◆ WRITTEN PROBLEM ◆
Reproduce each record exactly.

◆ INFORMATION GIVEN ◆
━━━━━━

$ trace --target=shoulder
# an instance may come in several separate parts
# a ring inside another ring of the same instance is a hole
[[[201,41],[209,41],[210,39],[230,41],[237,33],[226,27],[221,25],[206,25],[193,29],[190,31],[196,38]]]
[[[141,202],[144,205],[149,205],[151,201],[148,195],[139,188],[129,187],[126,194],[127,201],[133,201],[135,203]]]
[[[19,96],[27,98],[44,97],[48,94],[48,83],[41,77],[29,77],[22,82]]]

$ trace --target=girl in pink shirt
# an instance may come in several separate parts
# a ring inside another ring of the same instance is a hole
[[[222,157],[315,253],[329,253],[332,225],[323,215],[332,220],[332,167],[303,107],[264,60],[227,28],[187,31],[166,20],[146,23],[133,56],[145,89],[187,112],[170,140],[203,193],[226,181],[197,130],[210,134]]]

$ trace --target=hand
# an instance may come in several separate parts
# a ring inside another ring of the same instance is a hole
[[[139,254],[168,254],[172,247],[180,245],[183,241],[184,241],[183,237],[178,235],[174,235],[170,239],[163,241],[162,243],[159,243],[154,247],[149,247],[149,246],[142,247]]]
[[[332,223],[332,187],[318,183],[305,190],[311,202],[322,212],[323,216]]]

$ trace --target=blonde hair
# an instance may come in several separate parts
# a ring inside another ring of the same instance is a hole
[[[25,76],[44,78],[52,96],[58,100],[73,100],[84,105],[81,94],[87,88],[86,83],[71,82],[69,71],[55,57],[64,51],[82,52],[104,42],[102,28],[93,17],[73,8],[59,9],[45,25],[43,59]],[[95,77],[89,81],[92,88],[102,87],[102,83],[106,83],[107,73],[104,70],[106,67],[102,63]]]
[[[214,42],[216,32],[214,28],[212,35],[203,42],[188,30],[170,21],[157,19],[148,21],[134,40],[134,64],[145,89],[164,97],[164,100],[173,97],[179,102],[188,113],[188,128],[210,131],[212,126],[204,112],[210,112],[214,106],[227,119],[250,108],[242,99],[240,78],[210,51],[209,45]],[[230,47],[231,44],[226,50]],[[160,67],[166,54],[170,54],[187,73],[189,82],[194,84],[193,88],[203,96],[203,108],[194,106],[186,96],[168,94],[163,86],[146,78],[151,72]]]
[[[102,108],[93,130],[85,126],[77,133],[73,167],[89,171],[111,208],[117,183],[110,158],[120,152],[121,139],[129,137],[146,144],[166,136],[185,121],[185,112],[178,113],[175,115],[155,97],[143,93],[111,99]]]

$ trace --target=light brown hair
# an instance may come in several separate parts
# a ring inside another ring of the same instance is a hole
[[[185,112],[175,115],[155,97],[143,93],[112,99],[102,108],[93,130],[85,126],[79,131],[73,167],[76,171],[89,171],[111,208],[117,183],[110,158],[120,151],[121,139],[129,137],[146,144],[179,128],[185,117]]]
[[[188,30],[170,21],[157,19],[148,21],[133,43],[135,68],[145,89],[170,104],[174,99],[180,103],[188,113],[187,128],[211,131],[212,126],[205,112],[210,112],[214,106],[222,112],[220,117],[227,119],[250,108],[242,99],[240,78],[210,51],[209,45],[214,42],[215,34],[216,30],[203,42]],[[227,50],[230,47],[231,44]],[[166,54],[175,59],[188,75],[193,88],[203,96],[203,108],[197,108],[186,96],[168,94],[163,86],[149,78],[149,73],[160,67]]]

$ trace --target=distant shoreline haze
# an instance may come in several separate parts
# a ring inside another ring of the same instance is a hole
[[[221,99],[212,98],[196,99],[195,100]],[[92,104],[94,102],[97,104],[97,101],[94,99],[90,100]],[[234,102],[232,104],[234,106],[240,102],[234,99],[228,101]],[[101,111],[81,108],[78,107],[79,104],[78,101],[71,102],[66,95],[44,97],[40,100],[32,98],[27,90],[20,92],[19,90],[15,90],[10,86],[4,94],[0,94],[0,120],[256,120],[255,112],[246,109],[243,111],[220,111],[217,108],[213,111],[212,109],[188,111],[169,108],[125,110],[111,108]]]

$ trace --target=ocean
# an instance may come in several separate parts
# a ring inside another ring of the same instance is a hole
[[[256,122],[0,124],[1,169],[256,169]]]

━━━━━━

◆ RESULT ◆
$ trace --target=shoulder
# an instance may come in several separate parts
# a ring inside another ring of the same instance is a hole
[[[201,41],[209,41],[210,39],[230,41],[237,33],[226,27],[221,25],[206,25],[193,29],[190,31],[196,38]]]
[[[141,202],[144,205],[149,205],[151,201],[148,195],[139,188],[129,187],[126,194],[127,201],[133,201],[135,203]]]
[[[19,96],[27,98],[44,97],[48,94],[48,83],[41,77],[29,77],[22,82]]]

$ trace --target=girl in pink shirt
# an instance may come in several separate parts
# a ring inside another ring of the same instance is a hole
[[[222,157],[315,253],[329,253],[332,225],[323,215],[332,220],[332,167],[303,107],[264,60],[227,28],[187,31],[166,20],[146,23],[133,56],[145,89],[187,112],[170,140],[203,193],[226,181],[197,130],[210,134]]]

$ trace --target=hand
# an instance may come in several separate parts
# a ring inside another ring of the same instance is a hole
[[[139,254],[168,254],[172,247],[180,245],[183,241],[184,241],[183,237],[178,235],[174,235],[170,239],[163,241],[162,243],[159,243],[154,247],[149,247],[149,246],[142,247]]]
[[[332,223],[332,187],[318,183],[305,190],[311,202],[322,212],[323,216]]]

$ trace --target=blonde hair
# an instance may come in several separate parts
# a ring inside another ring of the same instance is a hole
[[[25,76],[44,78],[52,96],[58,100],[73,100],[84,105],[81,94],[87,88],[86,83],[71,82],[69,71],[55,57],[64,51],[82,52],[104,42],[102,28],[93,17],[73,8],[59,9],[45,25],[43,59]],[[95,77],[89,81],[92,88],[102,87],[102,83],[106,83],[107,73],[104,70],[106,67],[102,63]]]
[[[214,42],[216,32],[214,28],[212,35],[203,42],[188,30],[170,21],[157,19],[148,21],[134,40],[134,64],[145,89],[164,97],[164,100],[173,97],[179,102],[188,113],[188,128],[210,131],[212,126],[204,112],[210,112],[214,106],[227,119],[250,108],[242,99],[240,78],[210,51],[209,45]],[[230,47],[231,44],[226,50]],[[160,67],[166,54],[170,54],[187,73],[189,82],[194,84],[193,88],[203,96],[203,108],[194,106],[186,96],[168,94],[163,86],[146,78],[151,72]]]
[[[102,108],[93,130],[85,126],[77,133],[73,167],[89,171],[111,208],[117,183],[110,158],[120,152],[121,139],[129,137],[146,144],[166,136],[185,121],[185,112],[178,113],[175,115],[155,97],[143,93],[111,99]]]

$ trace --target=light brown hair
# an instance may come in several separate parts
# a ring inside another ring of the same instance is a hole
[[[185,112],[175,115],[155,97],[143,93],[112,99],[102,108],[93,130],[85,126],[79,131],[73,167],[76,171],[89,171],[111,208],[117,183],[110,158],[120,151],[121,139],[129,137],[146,144],[179,128],[185,117]]]
[[[188,30],[170,21],[157,19],[148,21],[133,43],[135,68],[145,89],[170,104],[174,99],[180,103],[188,113],[187,128],[211,131],[212,126],[205,112],[210,112],[214,106],[222,112],[220,117],[227,119],[250,108],[242,99],[240,78],[210,51],[209,45],[214,42],[215,34],[216,30],[203,42]],[[227,50],[230,47],[231,44]],[[166,54],[175,59],[188,75],[193,88],[203,96],[203,108],[197,108],[186,96],[168,94],[163,86],[149,78],[149,73],[160,67]]]

$ trace --target=distant shoreline haze
# an instance may come in several separate parts
# a ring inside another ring of the same instance is a hole
[[[221,99],[212,98],[196,99],[195,100]],[[92,104],[94,102],[97,104],[97,101],[94,99],[90,100]],[[234,102],[232,104],[234,106],[240,102],[234,99],[228,101]],[[101,111],[81,108],[78,107],[79,104],[78,101],[71,102],[66,95],[44,97],[40,100],[32,98],[27,90],[20,92],[19,90],[15,90],[10,86],[4,94],[0,94],[0,120],[256,120],[255,112],[246,109],[243,111],[220,111],[217,108],[213,111],[212,109],[188,111],[169,108],[125,110],[111,108]]]

$ trace --target=ocean
# an instance may come in several separate parts
# a ring inside another ring of the same instance is a hole
[[[256,122],[0,124],[1,169],[256,169]]]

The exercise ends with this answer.